» **WHAT IS REQUIRED**:
Transcribe the lines of the records verbatim, from the line containing "Where can the tree bark" through the line containing "pixel 113 258", both lines included.

» **RAW DATA**:
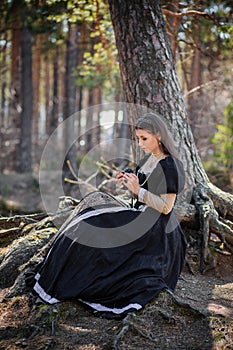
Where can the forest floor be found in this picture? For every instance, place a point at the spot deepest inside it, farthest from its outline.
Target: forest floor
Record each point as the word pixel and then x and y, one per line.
pixel 206 323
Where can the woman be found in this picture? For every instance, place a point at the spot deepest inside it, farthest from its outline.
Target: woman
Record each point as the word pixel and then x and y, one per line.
pixel 115 258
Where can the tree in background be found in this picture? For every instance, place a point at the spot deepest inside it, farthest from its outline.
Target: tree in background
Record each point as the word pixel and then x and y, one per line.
pixel 142 42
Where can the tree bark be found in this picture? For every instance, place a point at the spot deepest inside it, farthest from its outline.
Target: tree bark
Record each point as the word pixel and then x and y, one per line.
pixel 149 79
pixel 70 98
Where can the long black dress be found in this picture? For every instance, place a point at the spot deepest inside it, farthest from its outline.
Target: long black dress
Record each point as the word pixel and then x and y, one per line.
pixel 115 258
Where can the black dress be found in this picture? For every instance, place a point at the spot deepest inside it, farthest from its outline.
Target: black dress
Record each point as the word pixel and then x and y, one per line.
pixel 116 258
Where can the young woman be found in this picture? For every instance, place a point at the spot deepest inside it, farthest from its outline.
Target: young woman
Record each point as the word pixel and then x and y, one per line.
pixel 113 258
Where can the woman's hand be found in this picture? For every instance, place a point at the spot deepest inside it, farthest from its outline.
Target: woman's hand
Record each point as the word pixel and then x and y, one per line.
pixel 131 182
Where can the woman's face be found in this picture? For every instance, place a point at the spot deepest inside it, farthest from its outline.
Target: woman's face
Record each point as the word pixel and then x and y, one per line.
pixel 147 141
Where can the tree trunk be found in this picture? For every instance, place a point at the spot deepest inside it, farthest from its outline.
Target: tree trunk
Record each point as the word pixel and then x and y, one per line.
pixel 53 120
pixel 149 79
pixel 25 161
pixel 194 99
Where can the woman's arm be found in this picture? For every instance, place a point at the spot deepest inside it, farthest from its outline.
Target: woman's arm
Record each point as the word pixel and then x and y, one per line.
pixel 163 203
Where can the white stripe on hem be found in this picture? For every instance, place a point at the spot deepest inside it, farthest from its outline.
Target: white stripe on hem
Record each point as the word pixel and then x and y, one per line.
pixel 117 311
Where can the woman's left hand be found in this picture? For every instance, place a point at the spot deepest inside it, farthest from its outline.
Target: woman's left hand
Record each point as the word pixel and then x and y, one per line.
pixel 131 182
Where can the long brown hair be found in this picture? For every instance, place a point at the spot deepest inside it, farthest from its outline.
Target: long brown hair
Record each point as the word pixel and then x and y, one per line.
pixel 154 124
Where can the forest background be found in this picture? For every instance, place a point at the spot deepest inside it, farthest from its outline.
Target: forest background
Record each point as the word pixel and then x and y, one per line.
pixel 59 57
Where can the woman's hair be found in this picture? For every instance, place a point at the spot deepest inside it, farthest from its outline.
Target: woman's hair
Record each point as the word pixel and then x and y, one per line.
pixel 154 124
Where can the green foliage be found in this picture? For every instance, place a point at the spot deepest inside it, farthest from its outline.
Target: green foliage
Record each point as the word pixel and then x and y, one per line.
pixel 223 139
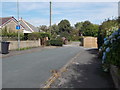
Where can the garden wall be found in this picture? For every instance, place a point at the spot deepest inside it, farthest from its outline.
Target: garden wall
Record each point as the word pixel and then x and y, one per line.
pixel 90 42
pixel 23 44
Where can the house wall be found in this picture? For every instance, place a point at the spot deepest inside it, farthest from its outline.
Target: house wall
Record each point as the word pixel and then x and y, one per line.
pixel 90 42
pixel 11 27
pixel 23 44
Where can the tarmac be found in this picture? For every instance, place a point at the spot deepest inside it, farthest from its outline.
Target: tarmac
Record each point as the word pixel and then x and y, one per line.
pixel 85 71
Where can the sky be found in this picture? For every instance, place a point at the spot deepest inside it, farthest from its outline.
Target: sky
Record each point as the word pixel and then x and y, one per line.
pixel 37 13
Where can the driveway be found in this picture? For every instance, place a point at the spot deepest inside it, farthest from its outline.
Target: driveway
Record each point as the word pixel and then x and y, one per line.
pixel 30 70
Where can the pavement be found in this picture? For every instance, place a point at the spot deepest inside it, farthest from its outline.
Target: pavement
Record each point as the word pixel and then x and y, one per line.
pixel 84 71
pixel 31 68
pixel 17 52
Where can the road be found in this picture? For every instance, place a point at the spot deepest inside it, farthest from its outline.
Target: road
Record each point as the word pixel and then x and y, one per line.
pixel 33 69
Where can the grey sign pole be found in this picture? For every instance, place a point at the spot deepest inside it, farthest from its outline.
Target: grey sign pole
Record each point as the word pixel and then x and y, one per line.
pixel 18 24
pixel 50 16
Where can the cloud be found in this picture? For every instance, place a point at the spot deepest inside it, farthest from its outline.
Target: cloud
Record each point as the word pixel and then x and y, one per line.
pixel 38 13
pixel 61 0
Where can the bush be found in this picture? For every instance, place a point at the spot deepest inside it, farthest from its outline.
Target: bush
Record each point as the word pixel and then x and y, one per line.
pixel 48 43
pixel 56 42
pixel 43 35
pixel 111 49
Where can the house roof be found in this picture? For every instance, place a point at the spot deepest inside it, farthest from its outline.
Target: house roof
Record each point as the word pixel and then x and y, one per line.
pixel 28 27
pixel 5 20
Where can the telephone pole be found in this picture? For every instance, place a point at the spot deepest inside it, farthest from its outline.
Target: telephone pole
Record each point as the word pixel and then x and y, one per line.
pixel 18 24
pixel 50 16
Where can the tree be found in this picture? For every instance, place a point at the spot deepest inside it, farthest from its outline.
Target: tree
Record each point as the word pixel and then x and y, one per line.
pixel 54 31
pixel 106 29
pixel 64 26
pixel 78 26
pixel 89 29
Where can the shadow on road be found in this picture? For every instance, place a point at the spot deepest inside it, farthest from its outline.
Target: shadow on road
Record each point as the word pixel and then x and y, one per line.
pixel 89 75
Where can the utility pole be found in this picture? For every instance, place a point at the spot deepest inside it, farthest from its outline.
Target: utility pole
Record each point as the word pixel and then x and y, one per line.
pixel 18 24
pixel 50 16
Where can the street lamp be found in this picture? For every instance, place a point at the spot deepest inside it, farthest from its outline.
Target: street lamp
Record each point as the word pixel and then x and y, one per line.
pixel 18 26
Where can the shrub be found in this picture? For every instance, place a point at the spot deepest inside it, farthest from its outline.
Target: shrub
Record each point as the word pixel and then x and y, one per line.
pixel 56 42
pixel 48 43
pixel 111 49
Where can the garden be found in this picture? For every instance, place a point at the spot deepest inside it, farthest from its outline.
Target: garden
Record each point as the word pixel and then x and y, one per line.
pixel 109 49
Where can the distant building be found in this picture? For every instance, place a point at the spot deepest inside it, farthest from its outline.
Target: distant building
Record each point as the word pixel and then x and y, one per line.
pixel 10 23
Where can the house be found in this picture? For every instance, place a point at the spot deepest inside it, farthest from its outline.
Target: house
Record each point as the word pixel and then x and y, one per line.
pixel 11 22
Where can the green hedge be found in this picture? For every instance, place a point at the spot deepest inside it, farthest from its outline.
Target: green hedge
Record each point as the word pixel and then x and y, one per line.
pixel 55 43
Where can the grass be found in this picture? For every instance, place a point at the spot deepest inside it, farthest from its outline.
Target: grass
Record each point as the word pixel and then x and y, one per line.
pixel 26 48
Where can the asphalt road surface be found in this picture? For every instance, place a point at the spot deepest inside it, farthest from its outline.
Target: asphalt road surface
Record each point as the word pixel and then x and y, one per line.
pixel 33 69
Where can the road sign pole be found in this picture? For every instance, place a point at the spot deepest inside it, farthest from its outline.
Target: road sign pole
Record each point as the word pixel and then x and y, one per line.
pixel 18 24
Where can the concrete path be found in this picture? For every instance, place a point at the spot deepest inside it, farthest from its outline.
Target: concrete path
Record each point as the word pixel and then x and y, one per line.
pixel 84 72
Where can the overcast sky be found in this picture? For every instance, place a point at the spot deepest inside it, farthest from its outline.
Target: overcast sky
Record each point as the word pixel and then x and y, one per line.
pixel 37 13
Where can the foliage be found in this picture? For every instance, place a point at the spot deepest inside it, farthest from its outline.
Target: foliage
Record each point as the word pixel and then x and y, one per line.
pixel 64 26
pixel 43 35
pixel 89 29
pixel 106 29
pixel 10 35
pixel 111 49
pixel 43 28
pixel 54 31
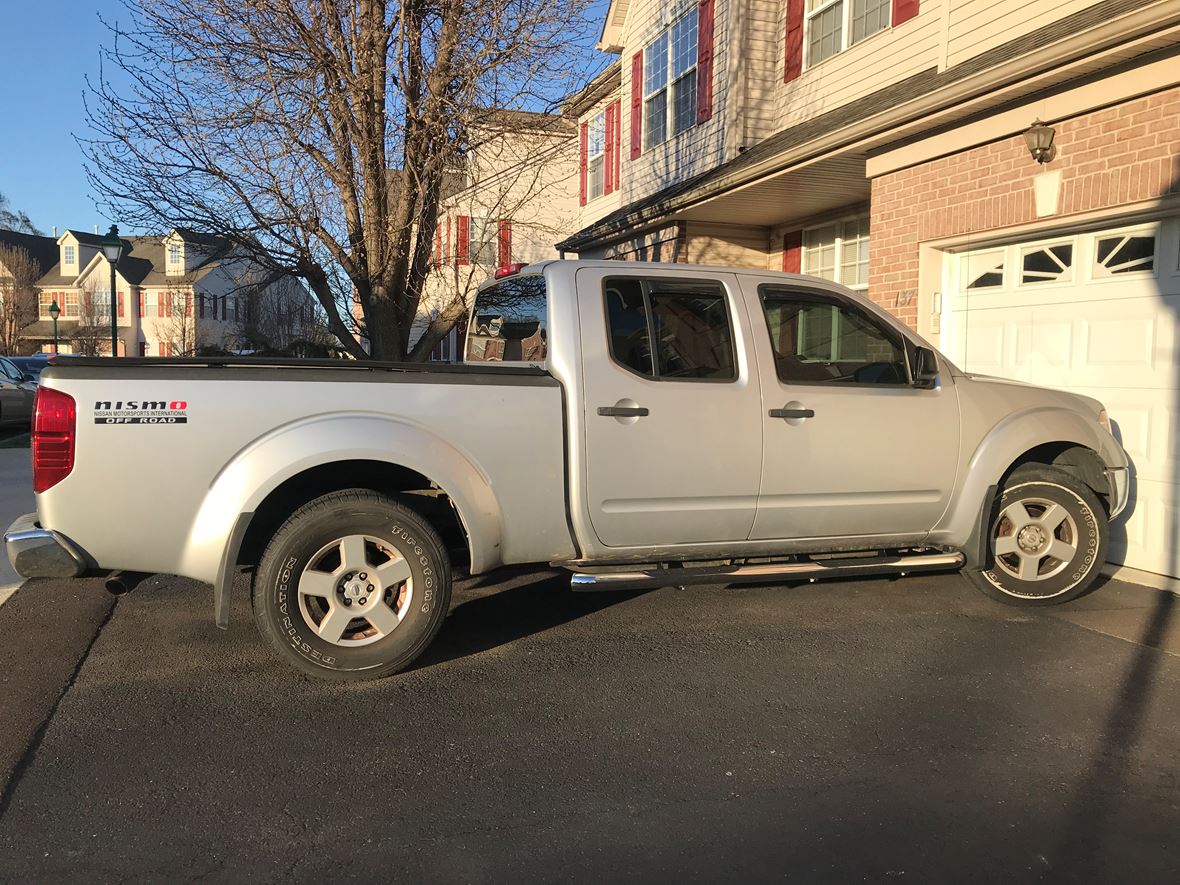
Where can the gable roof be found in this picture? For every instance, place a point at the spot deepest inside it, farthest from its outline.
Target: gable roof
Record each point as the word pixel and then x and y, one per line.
pixel 44 250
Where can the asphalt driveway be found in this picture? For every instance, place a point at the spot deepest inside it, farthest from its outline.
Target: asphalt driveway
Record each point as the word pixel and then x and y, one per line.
pixel 886 732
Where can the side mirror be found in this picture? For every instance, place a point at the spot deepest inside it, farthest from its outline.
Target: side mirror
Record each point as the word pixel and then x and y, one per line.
pixel 925 368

» **EXPECTED ANSWER**:
Where can the tree bark be found in this picture? For every instance, place a point at the spot deepest inside it, farthest from its outline.
Target: tree bark
Record each point as the word pixel and then x and y, one per line.
pixel 149 79
pixel 70 98
Where can the long black dress be found in this picture? For every instance, place a point at the spot deepest inside it, farthest from its outline.
Target: long black dress
Record each point as the word pixel and then x and y, one per line.
pixel 115 258
Where can the black dress be found in this picture? For every instance, place a point at the spot deepest inside it, farthest from its outline.
Target: black dress
Record each point as the word pixel and then x and y, one per line.
pixel 116 258
Where can the young woman be found in this picture? For every instance, place a point at the spot deepest inside it, farthest from its outline.
Target: young woman
Record each point as the word pixel and then x and y, one per line.
pixel 113 258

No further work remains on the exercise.